[Passage provided]

Friday 2 June 2017

6 HEALTH FADS FROM THE PAST THAT SOUND SERIOUSLY CRAZY NOW.

Miracle cures, health tonics, super foods—these sorts of cure-alls have always proved irresistible to Americans. Eager to adopt the next lifesaving physic, we’ve downed countless potions, brews, tonics and tablets in pursuit of longevity, fitness, beauty, happiness—or, preferably, all of the above. Some were relatively harmless and maybe even beneficial; others were downright dangerous. Here are some of the most fascinating—and terrifying—miracle remedies Americans have embraced.



Meat juice. (Really.)

“Dear Sir: I have been using your 'Meat Juice' on different cases in this Hospital. It has more than answered my expectations,” wrote Dr. Walter Reed to Mann S. Valentine on April 16, 1872. “I find that patients improve rapidly in appetite and strength under its administration. Of all the various preparations of Meat that I have met with and used, I consider yours by far the most serviceable.”
“It is par excellence the medicine food of the age,” agreed Dr. W.M. Brodie some months later, in February of 1873. “One lady has used a dozen bottles, and does not tire of it.”

For a time, Valentine’s Meat Juice, a patented bottled extract created by Mann S. Valentine, was the cure-all miracle tonic of the day. 
Valentine originally created it in 1870 for his sick wife, who lay ill and unable to eat for weeks. Obsessed with the thought that he could cure her if only he could create the perfect restorative drink, he devised a method to extract “the rich treasure stored and locked up in the body of the flesh” of raw meat and fed the resultant brew to his wife. She recovered, and Valentine decided to patent and bottle his creation.
With help from the testimony of doctors and some high-profile fans like President Garfield, it wasn’t long before scores of Americans—and plenty abroad as well—were swearing by its life-giving properties.

[/Passage provided]
[Data extracts]

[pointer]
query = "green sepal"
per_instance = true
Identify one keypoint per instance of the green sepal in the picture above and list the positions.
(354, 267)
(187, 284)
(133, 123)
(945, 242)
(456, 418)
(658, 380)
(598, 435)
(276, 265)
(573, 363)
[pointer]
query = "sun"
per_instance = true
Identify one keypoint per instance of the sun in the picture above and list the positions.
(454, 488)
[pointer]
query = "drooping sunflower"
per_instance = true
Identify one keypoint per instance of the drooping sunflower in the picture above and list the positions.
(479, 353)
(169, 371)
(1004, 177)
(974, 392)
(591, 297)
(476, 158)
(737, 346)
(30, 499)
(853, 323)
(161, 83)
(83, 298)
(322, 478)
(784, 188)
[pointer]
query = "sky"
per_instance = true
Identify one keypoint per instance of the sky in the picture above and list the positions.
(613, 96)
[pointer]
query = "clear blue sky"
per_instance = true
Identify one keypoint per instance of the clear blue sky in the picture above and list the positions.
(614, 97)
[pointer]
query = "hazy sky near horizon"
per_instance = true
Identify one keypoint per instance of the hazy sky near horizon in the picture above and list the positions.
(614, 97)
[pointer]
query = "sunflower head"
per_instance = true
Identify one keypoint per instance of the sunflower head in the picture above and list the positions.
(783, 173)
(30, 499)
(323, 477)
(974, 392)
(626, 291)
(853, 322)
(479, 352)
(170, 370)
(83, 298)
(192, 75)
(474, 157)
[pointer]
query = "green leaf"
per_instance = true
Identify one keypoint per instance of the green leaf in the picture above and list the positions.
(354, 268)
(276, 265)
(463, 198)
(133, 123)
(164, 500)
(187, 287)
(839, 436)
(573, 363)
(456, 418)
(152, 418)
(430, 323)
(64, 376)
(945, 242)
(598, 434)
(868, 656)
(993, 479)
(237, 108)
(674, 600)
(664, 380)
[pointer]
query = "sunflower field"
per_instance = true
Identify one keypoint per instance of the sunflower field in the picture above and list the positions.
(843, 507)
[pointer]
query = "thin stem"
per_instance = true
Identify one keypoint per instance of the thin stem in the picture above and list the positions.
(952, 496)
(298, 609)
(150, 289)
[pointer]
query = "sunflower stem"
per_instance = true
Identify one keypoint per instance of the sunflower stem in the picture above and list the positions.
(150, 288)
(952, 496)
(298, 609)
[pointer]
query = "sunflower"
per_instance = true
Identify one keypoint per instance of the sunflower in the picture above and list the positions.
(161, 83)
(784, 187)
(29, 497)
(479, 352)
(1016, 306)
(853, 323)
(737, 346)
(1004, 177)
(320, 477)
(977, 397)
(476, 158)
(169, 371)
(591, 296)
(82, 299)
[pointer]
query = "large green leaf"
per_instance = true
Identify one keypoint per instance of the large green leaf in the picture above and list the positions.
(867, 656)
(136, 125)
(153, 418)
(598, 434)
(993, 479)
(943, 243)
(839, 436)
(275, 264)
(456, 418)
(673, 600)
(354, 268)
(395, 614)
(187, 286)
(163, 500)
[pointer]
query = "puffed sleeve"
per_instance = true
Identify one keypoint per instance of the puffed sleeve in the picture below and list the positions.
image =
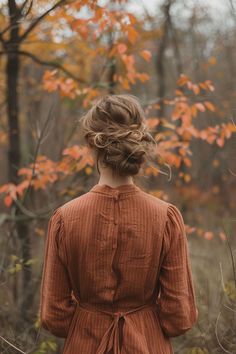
(176, 303)
(56, 303)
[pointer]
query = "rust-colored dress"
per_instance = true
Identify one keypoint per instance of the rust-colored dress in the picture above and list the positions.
(117, 276)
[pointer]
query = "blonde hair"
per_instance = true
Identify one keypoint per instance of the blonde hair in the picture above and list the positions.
(115, 126)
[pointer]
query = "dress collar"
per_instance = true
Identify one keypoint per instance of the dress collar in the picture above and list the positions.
(130, 188)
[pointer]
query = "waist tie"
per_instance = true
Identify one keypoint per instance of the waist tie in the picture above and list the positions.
(112, 340)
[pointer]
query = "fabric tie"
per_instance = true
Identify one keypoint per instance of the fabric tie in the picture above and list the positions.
(111, 340)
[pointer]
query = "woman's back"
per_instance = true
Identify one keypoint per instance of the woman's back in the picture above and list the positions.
(123, 253)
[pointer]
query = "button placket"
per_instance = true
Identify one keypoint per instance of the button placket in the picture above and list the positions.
(116, 208)
(116, 217)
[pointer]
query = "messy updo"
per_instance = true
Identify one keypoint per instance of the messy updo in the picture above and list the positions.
(115, 127)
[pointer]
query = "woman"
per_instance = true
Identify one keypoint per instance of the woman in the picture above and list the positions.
(117, 276)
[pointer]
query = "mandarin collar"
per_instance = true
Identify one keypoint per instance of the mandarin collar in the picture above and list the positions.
(122, 189)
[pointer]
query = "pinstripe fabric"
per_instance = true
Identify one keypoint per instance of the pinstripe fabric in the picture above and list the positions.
(117, 275)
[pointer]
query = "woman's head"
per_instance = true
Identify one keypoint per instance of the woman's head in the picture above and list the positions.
(115, 128)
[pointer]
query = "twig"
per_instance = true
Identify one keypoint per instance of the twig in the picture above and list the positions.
(12, 345)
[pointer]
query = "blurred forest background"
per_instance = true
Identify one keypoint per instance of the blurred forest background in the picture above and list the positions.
(179, 58)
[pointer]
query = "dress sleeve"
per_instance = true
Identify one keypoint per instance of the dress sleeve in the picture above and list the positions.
(56, 303)
(176, 303)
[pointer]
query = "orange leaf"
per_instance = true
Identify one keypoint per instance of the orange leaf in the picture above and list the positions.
(132, 35)
(200, 106)
(182, 80)
(210, 106)
(196, 89)
(146, 54)
(121, 47)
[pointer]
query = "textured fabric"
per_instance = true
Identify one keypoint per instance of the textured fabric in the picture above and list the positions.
(117, 275)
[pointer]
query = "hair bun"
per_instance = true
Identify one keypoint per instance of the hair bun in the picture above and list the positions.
(116, 127)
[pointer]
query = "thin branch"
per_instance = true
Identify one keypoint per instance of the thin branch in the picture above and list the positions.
(13, 346)
(45, 63)
(38, 19)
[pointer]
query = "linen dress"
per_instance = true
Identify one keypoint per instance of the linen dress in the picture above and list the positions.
(117, 275)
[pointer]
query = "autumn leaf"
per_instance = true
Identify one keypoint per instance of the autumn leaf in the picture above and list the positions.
(210, 106)
(146, 54)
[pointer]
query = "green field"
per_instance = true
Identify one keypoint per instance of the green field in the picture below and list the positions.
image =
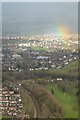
(68, 102)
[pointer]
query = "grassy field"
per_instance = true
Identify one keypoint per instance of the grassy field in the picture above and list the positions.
(67, 101)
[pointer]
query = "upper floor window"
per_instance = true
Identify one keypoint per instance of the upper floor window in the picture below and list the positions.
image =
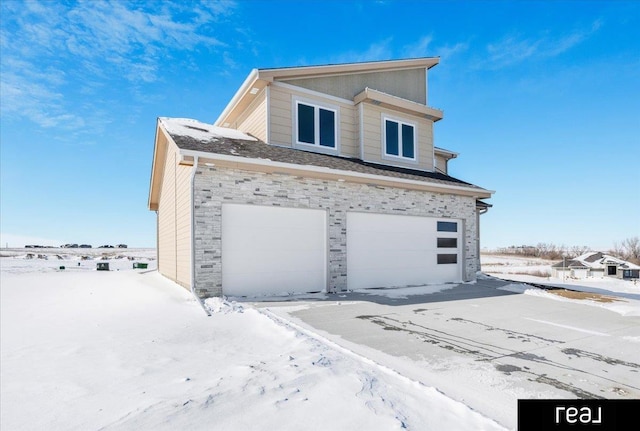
(399, 139)
(316, 125)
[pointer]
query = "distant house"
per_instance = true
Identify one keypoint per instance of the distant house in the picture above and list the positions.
(595, 264)
(320, 178)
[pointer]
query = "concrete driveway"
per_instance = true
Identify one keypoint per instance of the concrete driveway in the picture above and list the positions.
(484, 346)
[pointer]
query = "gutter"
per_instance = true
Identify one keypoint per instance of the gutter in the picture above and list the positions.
(338, 173)
(193, 241)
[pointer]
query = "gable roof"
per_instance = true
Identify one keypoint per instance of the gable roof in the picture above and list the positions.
(194, 138)
(258, 79)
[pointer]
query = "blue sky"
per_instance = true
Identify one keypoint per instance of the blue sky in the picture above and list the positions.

[/Data extracts]

## Exercise set
A. According to the health fads article, in what year did Mann S. Valentine first create his meat juice?
B. Resume the health fads article after its final sentence.
The rows come from a different source than the health fads article.

## Per-task outputs
A. He first created it in 1870.

B.
Valentine’s famous Meat Juice was successful enough that Valentine made his fortune from it and became a prominent art and artifact collector, paving the way for a museum in his home of Richmond, Virginia. The concoction fell somewhat out of favor after it was associated with a famous murder case, when Florence Maybrick used it to conceal arsenic to murder her husband in 1889 (though the Valentine Meat Juice Company itself remained in business until 1986). Which brings us to our next “remedy”:

Arsenic

Taking arsenic topically and internally was reportedly great for the complexion—possibly because it constricted capillaries and killed red blood cells. Marketed under several brand names, arsenic products were touted as perfectly safe if taken in small amounts, although its popularity as a health strengthener didn’t last long, for obvious reasons.  


Rattlesnake oil

Chinese immigrants to the US in the late 1800s brought with them oil of the Chinese watersnake, full of omega-3s, which they would rub on joints to help with inflammation.  That, of course, gave Americans the brilliant idea to start making and selling their own so-called rattlesnake oil (since Chinese water snakes are hard to come by on this continent) to unsuspecting consumers. When the most famous of these was discovered to contain nothing even related to a snake, the term became shorthand for a sham cure.



Lentil flour

A dry powder meant to be mixed with water or milk and marketed as a cure-all health food, the maker of Ervalenta asserted that “This agreeable, nutritious, farinaceous food radically cures habitual constipation, indigestion, piles, and all diseases originating in a disordered state of the bowels and digestive organs, which it speedily restores to their natural vigour and action, without the aid of medicine, or any other artificial means.”
Too bad it was basically a little cornstarch mixed with lentil flour. (The latter might make one mean protein-packed pasta, but it's not a miracle worker!)


Cocaine

After discovering natives of South America chewing coca leaves for their stimulant effect, Americans quickly began synthesizing coca extracts for medicinal use. Widely touted as a tonic for the nerves and a cure for all sorts of ailments like aches and pains, indigestion, hay fever, fatigue, and melancholy, it was added to wine, toothache drops, lozenges and other medicines, and, of course, Coca-Cola’s original recipe. It began to fall out of favor when addiction surged in the early 1900s.

Radioactive water




When radiation was discovered, radioactive water became all the rage—marketed as safe, of course, because slightly radioactive water naturally occurs in many hot springs around the world. It fell out of favor when Eben Byers, a prominent industrialist and socialite at the time, died from radiation sickness after a 3 bottle-a-day habit of a popular brand, Radithor. He reportedly had to be buried in a lead-lined coffin.